• [The data]
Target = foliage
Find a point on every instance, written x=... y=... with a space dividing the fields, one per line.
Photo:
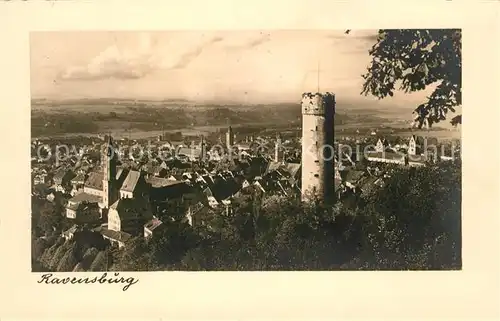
x=69 y=260
x=47 y=217
x=418 y=58
x=38 y=247
x=88 y=257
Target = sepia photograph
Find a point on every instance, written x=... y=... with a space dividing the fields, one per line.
x=246 y=150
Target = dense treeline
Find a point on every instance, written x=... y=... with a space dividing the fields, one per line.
x=414 y=222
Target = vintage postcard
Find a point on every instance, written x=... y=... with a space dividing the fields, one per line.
x=246 y=148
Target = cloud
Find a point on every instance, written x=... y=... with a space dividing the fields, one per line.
x=367 y=35
x=251 y=43
x=186 y=58
x=134 y=62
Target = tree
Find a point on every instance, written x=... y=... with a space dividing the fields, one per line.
x=100 y=262
x=39 y=246
x=68 y=261
x=418 y=58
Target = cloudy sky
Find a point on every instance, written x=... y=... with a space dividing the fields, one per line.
x=254 y=66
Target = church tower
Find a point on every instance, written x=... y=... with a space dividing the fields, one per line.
x=229 y=138
x=109 y=188
x=278 y=149
x=318 y=112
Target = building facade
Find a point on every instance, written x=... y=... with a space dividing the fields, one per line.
x=318 y=112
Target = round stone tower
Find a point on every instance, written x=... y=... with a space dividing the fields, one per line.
x=318 y=112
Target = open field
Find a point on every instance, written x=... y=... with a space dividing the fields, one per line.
x=145 y=119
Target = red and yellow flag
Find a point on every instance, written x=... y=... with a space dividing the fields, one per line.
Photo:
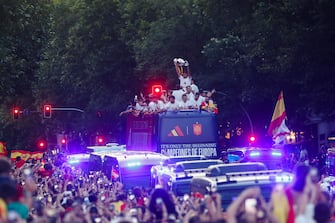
x=25 y=155
x=278 y=129
x=3 y=150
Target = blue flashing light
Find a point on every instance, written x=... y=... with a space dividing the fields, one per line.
x=254 y=154
x=276 y=154
x=134 y=164
x=284 y=179
x=73 y=161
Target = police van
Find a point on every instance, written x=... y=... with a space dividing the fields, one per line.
x=180 y=133
x=132 y=168
x=229 y=180
x=177 y=177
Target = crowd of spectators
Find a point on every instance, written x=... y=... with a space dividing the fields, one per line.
x=186 y=97
x=52 y=191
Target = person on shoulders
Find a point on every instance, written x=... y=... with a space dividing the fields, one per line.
x=194 y=87
x=171 y=105
x=183 y=71
x=184 y=104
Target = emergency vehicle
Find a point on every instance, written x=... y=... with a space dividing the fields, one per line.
x=229 y=180
x=174 y=133
x=132 y=168
x=177 y=177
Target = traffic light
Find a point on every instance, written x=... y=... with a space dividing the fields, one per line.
x=157 y=90
x=47 y=111
x=100 y=140
x=42 y=145
x=252 y=139
x=16 y=113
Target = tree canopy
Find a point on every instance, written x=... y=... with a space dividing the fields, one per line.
x=96 y=55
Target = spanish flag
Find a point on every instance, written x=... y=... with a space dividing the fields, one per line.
x=278 y=129
x=3 y=150
x=25 y=155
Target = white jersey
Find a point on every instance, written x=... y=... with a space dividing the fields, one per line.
x=142 y=108
x=178 y=94
x=171 y=106
x=184 y=82
x=152 y=106
x=190 y=96
x=160 y=105
x=197 y=103
x=194 y=88
x=184 y=104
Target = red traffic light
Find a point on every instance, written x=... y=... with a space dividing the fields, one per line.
x=157 y=90
x=16 y=113
x=252 y=138
x=100 y=140
x=42 y=145
x=47 y=111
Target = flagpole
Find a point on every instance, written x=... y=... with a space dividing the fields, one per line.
x=243 y=109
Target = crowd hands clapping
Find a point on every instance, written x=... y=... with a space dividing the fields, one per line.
x=48 y=191
x=186 y=97
x=51 y=191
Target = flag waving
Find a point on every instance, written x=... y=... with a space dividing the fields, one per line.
x=278 y=129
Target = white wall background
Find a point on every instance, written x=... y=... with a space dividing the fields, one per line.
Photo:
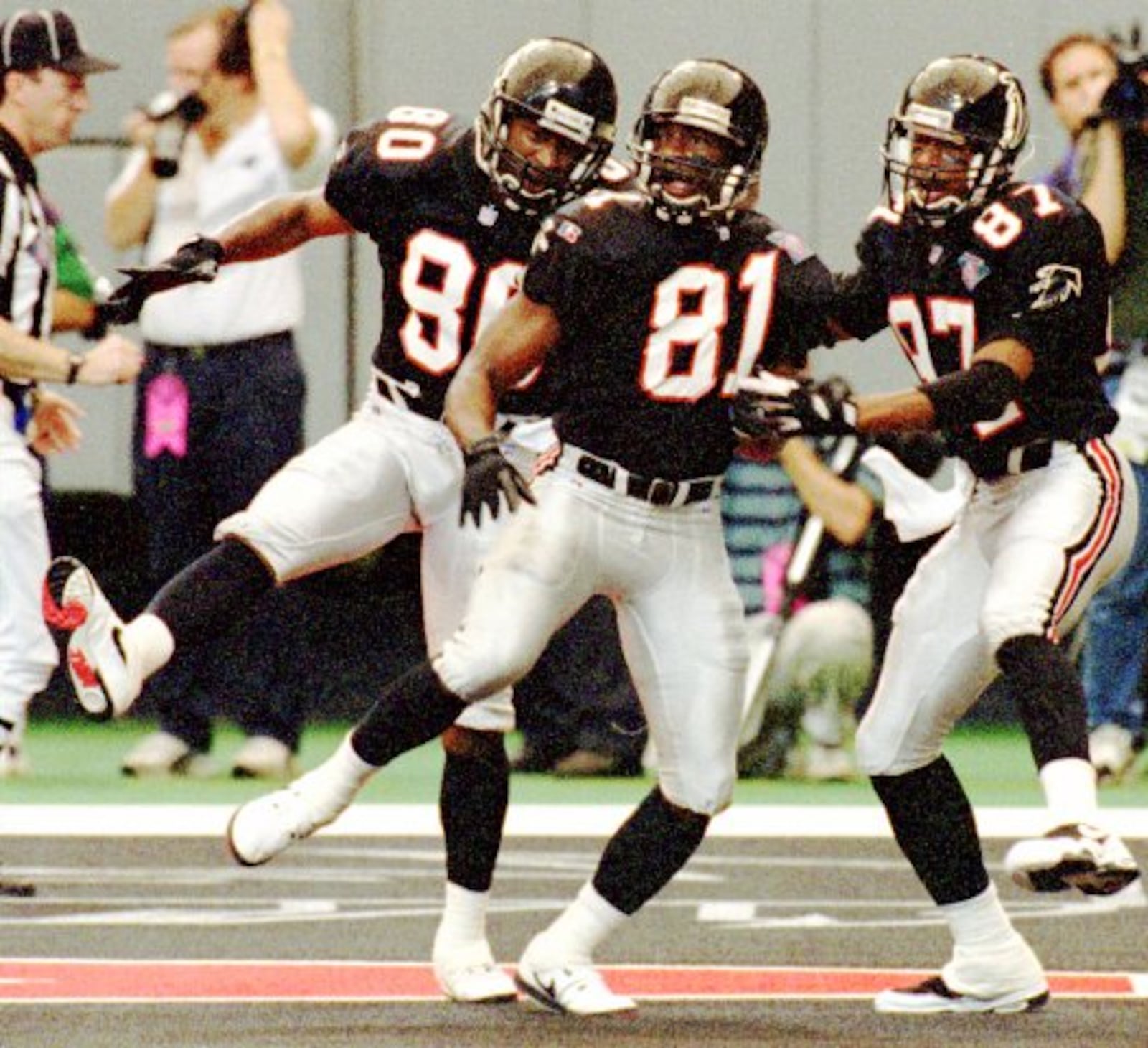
x=832 y=70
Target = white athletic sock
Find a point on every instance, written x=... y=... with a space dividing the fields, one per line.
x=578 y=931
x=149 y=644
x=979 y=921
x=464 y=920
x=1071 y=791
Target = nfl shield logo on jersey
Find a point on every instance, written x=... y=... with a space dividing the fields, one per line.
x=974 y=269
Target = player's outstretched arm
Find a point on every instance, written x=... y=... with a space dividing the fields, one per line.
x=514 y=344
x=273 y=228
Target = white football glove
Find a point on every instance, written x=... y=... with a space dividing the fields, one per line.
x=773 y=406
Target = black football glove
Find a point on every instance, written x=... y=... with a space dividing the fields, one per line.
x=489 y=478
x=776 y=407
x=197 y=262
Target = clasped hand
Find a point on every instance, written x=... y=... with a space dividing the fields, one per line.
x=491 y=478
x=776 y=407
x=197 y=262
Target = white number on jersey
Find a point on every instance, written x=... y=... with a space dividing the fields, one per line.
x=682 y=357
x=954 y=319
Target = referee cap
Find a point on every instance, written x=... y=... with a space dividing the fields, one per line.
x=39 y=39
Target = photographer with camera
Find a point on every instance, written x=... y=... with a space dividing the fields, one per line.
x=1099 y=90
x=220 y=403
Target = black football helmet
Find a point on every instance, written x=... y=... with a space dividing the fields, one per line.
x=717 y=98
x=564 y=88
x=968 y=101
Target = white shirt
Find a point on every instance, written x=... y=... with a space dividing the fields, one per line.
x=247 y=300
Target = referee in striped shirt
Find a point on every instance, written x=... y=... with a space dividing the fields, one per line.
x=43 y=93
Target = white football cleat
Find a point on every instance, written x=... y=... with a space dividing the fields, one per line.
x=262 y=829
x=1004 y=978
x=1073 y=856
x=1111 y=752
x=98 y=667
x=570 y=988
x=470 y=976
x=933 y=996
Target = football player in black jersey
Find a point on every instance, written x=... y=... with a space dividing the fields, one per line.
x=453 y=212
x=997 y=291
x=648 y=305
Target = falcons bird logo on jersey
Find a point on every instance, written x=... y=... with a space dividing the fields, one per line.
x=1055 y=284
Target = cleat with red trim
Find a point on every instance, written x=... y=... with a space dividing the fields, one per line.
x=98 y=667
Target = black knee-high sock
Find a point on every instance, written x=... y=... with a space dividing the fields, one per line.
x=472 y=803
x=212 y=593
x=651 y=846
x=1048 y=696
x=411 y=711
x=933 y=823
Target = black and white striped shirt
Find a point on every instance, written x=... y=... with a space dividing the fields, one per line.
x=28 y=269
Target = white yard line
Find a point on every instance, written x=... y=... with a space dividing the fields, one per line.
x=743 y=820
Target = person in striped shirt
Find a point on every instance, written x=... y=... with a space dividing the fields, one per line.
x=43 y=93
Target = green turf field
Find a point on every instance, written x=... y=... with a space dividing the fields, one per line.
x=75 y=761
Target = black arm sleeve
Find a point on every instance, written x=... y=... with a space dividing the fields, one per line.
x=977 y=394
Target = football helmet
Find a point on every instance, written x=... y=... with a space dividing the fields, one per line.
x=564 y=88
x=717 y=98
x=974 y=106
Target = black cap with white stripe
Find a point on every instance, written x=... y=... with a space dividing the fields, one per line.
x=43 y=39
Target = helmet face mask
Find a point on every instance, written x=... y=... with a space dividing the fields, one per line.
x=954 y=139
x=723 y=113
x=564 y=90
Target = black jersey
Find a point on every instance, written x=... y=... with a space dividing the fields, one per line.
x=1029 y=265
x=451 y=256
x=658 y=319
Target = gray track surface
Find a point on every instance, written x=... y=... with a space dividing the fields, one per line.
x=841 y=904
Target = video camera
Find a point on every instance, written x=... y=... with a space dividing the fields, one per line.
x=1126 y=100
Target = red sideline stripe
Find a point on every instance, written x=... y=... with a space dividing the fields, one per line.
x=245 y=981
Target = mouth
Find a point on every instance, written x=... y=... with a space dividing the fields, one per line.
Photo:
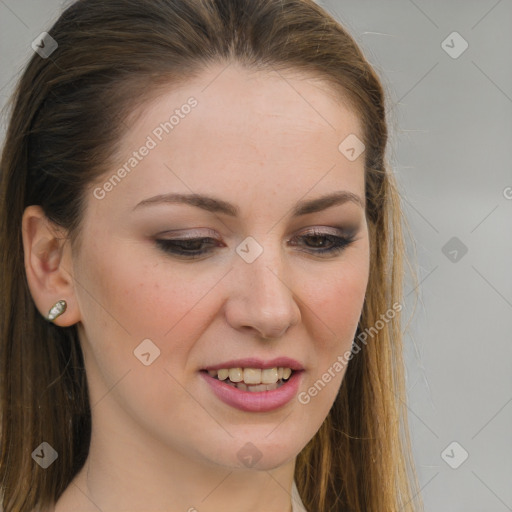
x=254 y=385
x=253 y=379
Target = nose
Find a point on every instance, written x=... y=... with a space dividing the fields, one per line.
x=261 y=299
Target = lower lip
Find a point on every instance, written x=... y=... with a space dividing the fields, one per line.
x=258 y=401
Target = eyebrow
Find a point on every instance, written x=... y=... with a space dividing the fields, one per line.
x=215 y=205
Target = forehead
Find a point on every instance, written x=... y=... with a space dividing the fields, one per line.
x=274 y=133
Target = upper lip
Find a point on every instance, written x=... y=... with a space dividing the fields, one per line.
x=253 y=362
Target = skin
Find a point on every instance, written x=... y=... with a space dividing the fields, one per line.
x=161 y=440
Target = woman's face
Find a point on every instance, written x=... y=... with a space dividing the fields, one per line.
x=262 y=291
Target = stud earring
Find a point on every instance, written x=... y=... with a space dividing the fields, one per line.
x=56 y=310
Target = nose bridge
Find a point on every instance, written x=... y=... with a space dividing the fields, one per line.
x=264 y=300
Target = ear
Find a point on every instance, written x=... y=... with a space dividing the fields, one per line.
x=48 y=265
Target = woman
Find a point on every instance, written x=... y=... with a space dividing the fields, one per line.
x=201 y=251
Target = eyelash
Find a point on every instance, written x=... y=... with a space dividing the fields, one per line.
x=172 y=246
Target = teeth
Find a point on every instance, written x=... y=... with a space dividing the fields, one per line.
x=252 y=376
x=255 y=377
x=269 y=376
x=236 y=375
x=223 y=374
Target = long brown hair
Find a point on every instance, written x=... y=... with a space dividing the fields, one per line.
x=68 y=114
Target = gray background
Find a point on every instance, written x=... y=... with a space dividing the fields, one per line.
x=451 y=149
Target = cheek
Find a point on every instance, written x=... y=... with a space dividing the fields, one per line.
x=335 y=300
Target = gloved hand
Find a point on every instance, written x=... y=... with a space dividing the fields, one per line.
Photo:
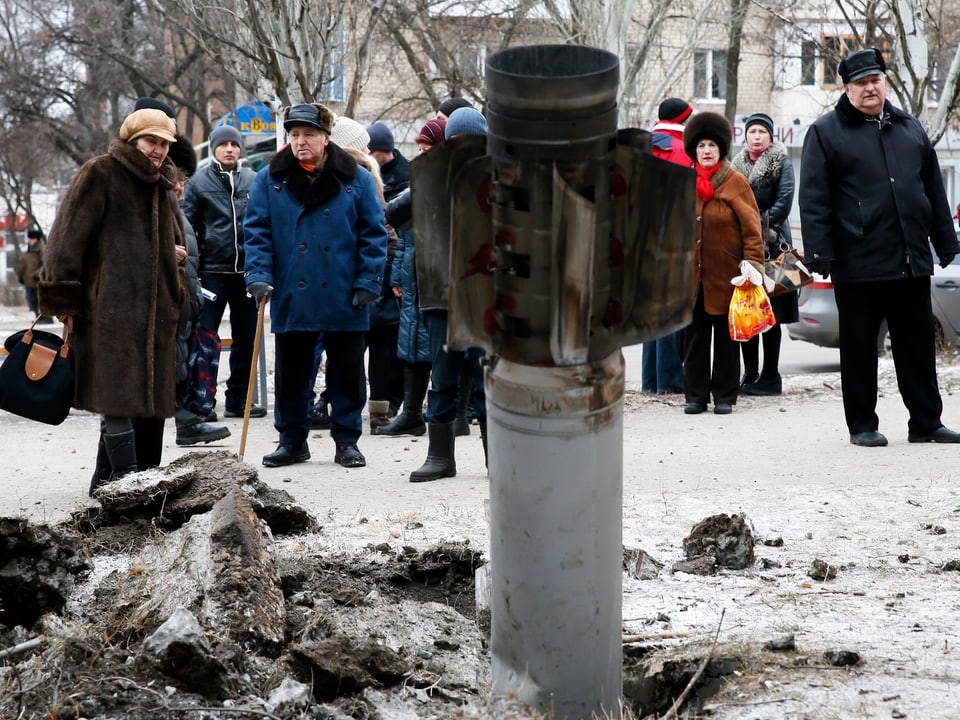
x=363 y=297
x=821 y=267
x=259 y=290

• [What is being asked]
Search the records for the word "traffic" and return every line that holds it.

• [Response area]
Target = traffic light
Target = red traffic light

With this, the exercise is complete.